start
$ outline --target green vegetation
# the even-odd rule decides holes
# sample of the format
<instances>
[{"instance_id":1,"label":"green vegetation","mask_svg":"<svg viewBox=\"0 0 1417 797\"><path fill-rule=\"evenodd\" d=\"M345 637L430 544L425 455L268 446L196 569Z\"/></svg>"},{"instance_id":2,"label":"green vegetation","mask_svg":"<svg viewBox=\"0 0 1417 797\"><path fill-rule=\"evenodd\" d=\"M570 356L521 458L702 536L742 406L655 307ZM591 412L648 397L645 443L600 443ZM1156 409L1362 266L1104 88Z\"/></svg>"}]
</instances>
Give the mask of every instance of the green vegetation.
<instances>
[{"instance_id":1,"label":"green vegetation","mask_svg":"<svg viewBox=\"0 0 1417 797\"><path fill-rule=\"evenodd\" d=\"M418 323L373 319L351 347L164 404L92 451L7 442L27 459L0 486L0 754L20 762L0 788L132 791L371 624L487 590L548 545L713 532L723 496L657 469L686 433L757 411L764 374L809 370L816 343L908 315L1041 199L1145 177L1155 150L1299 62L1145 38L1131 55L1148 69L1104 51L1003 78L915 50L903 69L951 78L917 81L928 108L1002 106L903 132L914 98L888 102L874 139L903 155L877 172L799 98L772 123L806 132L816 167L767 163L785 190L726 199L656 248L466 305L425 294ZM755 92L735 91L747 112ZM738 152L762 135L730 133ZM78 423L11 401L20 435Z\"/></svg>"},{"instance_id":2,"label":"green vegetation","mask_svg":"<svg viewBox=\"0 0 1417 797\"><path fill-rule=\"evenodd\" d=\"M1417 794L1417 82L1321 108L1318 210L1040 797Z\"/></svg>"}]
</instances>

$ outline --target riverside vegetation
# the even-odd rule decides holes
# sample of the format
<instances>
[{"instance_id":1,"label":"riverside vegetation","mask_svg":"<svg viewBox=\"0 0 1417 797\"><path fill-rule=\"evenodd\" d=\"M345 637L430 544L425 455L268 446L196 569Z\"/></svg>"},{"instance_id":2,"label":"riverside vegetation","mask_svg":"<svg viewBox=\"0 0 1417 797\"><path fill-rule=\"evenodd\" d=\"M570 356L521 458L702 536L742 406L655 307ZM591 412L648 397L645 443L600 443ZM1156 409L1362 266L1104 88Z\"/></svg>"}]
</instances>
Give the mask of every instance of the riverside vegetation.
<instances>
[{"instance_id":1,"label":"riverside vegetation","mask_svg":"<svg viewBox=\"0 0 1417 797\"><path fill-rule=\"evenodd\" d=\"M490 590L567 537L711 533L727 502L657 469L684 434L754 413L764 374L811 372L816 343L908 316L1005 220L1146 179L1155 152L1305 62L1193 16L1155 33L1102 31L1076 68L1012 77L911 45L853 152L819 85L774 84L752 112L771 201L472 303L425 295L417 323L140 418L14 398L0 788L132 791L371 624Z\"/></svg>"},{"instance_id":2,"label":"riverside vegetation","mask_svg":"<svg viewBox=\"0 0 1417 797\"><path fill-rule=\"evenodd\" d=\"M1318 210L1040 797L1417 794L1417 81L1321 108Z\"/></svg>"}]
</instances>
end
> _What is asked_:
Copy out all of the data above without changing anything.

> _Exercise output_:
$ outline --target green vegetation
# the even-odd rule decides holes
# sample of the format
<instances>
[{"instance_id":1,"label":"green vegetation","mask_svg":"<svg viewBox=\"0 0 1417 797\"><path fill-rule=\"evenodd\" d=\"M345 637L430 544L425 455L268 446L196 569Z\"/></svg>"},{"instance_id":2,"label":"green vegetation","mask_svg":"<svg viewBox=\"0 0 1417 797\"><path fill-rule=\"evenodd\" d=\"M570 356L521 458L702 536L742 406L655 307ZM591 412L648 397L645 443L600 443ZM1156 409L1362 266L1104 88Z\"/></svg>"}]
</instances>
Give the mask of every instance of the green vegetation.
<instances>
[{"instance_id":1,"label":"green vegetation","mask_svg":"<svg viewBox=\"0 0 1417 797\"><path fill-rule=\"evenodd\" d=\"M418 323L373 319L351 347L164 404L92 451L7 442L27 459L0 486L0 754L20 762L0 788L132 791L371 624L487 590L548 545L713 532L723 496L657 469L686 433L757 411L764 374L809 370L816 343L908 315L1041 199L1145 177L1155 150L1299 62L1145 38L1131 55L1148 69L1104 51L1003 78L915 50L903 69L951 78L917 81L928 108L1002 106L903 132L914 98L888 102L874 139L903 155L877 172L799 98L772 123L806 132L816 167L767 163L785 190L726 199L656 248L466 305L425 294ZM755 92L735 91L747 112ZM738 152L762 135L730 133ZM78 423L11 401L20 435Z\"/></svg>"},{"instance_id":2,"label":"green vegetation","mask_svg":"<svg viewBox=\"0 0 1417 797\"><path fill-rule=\"evenodd\" d=\"M1417 794L1417 82L1321 108L1318 210L1040 797Z\"/></svg>"}]
</instances>

$ outline --target riverside vegetation
# the even-odd rule decides holes
# sample of the format
<instances>
[{"instance_id":1,"label":"riverside vegetation","mask_svg":"<svg viewBox=\"0 0 1417 797\"><path fill-rule=\"evenodd\" d=\"M345 637L430 544L425 455L268 446L196 569Z\"/></svg>"},{"instance_id":2,"label":"riverside vegetation","mask_svg":"<svg viewBox=\"0 0 1417 797\"><path fill-rule=\"evenodd\" d=\"M570 356L521 458L702 536L742 406L655 307ZM591 412L648 397L645 443L600 443ZM1156 409L1362 266L1104 88Z\"/></svg>"}]
</instances>
Give the mask of every instance of the riverside vegetation.
<instances>
[{"instance_id":1,"label":"riverside vegetation","mask_svg":"<svg viewBox=\"0 0 1417 797\"><path fill-rule=\"evenodd\" d=\"M490 590L567 537L711 533L727 502L657 469L684 434L754 413L764 374L811 372L816 343L908 316L1005 220L1146 179L1155 152L1305 62L1193 16L1155 33L1102 31L1076 68L1012 77L911 45L853 152L819 85L774 84L752 112L771 201L472 303L425 295L417 323L140 418L14 398L0 788L132 791L371 624Z\"/></svg>"},{"instance_id":2,"label":"riverside vegetation","mask_svg":"<svg viewBox=\"0 0 1417 797\"><path fill-rule=\"evenodd\" d=\"M1318 210L1040 797L1417 794L1417 81L1321 108Z\"/></svg>"}]
</instances>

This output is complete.